Source material
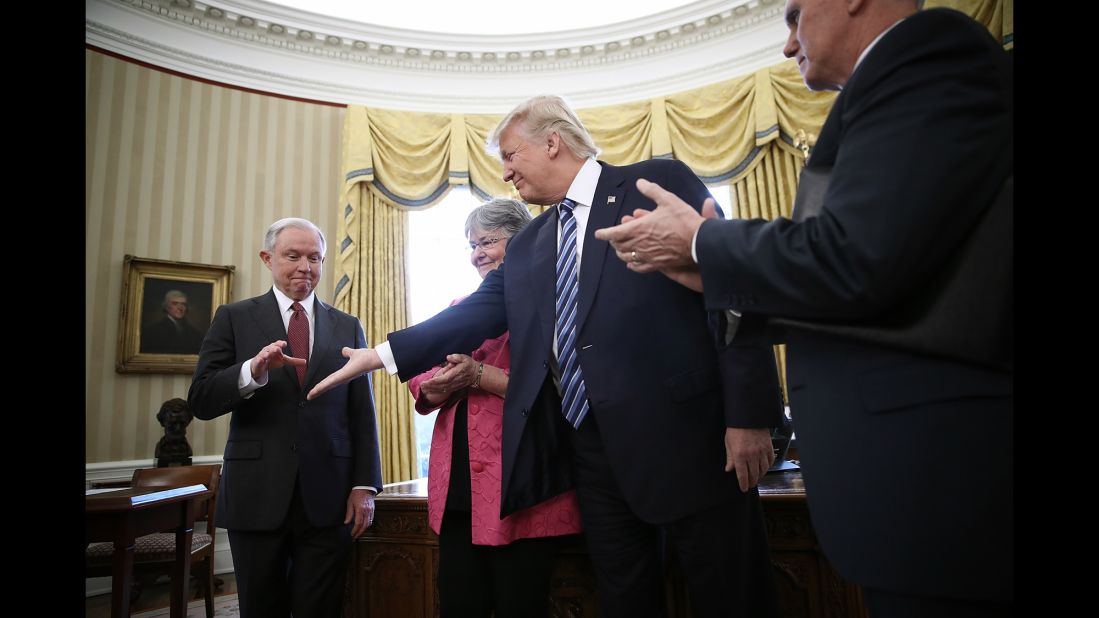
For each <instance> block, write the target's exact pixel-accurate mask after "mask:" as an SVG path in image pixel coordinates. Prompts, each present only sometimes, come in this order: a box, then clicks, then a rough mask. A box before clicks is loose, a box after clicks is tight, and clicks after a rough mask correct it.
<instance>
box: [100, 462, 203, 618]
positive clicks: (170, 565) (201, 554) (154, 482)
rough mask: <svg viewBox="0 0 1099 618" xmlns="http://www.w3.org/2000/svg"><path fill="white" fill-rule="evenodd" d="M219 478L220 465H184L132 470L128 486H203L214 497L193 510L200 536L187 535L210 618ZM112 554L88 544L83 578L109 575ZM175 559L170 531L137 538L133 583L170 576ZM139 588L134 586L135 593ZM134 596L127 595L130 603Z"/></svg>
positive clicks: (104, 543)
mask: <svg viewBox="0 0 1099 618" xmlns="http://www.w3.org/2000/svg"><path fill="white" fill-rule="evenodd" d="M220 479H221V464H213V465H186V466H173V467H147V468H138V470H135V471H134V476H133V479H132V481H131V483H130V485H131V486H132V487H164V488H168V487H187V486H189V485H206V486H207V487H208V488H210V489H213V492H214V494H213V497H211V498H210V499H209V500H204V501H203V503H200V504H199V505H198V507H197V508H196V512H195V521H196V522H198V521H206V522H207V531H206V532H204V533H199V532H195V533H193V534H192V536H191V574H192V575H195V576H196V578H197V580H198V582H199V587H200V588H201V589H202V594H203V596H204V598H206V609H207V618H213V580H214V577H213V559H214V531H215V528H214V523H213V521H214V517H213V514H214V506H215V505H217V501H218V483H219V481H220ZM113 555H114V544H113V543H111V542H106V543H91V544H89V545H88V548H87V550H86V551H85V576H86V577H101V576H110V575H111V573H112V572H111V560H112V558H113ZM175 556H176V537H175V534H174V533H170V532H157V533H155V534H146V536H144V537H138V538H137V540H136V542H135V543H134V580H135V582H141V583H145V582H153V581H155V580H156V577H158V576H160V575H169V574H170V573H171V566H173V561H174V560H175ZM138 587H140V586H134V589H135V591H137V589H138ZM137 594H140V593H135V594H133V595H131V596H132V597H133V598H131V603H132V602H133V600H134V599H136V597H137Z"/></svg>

Problem statement
What is needed is every line from the data above that includes the string "rough", copied out.

Task response
For each <instance> block, write the target's exact pixel-accurate mask after "mask:" as an SVG path in image pixel coordinates. Prompts, each present only sometimes, come in this order: a box, then clicks, then a rough mask. A box before clicks is loose, a box after clicks is tight, and clicks after a rough mask correct it.
rough mask: <svg viewBox="0 0 1099 618" xmlns="http://www.w3.org/2000/svg"><path fill="white" fill-rule="evenodd" d="M219 478L220 465H184L132 470L128 486H203L214 497L193 510L200 536L187 535L210 618ZM112 554L88 544L83 578L109 575ZM175 559L170 531L137 538L133 583L170 576ZM139 588L134 586L135 593ZM134 596L127 595L130 603Z"/></svg>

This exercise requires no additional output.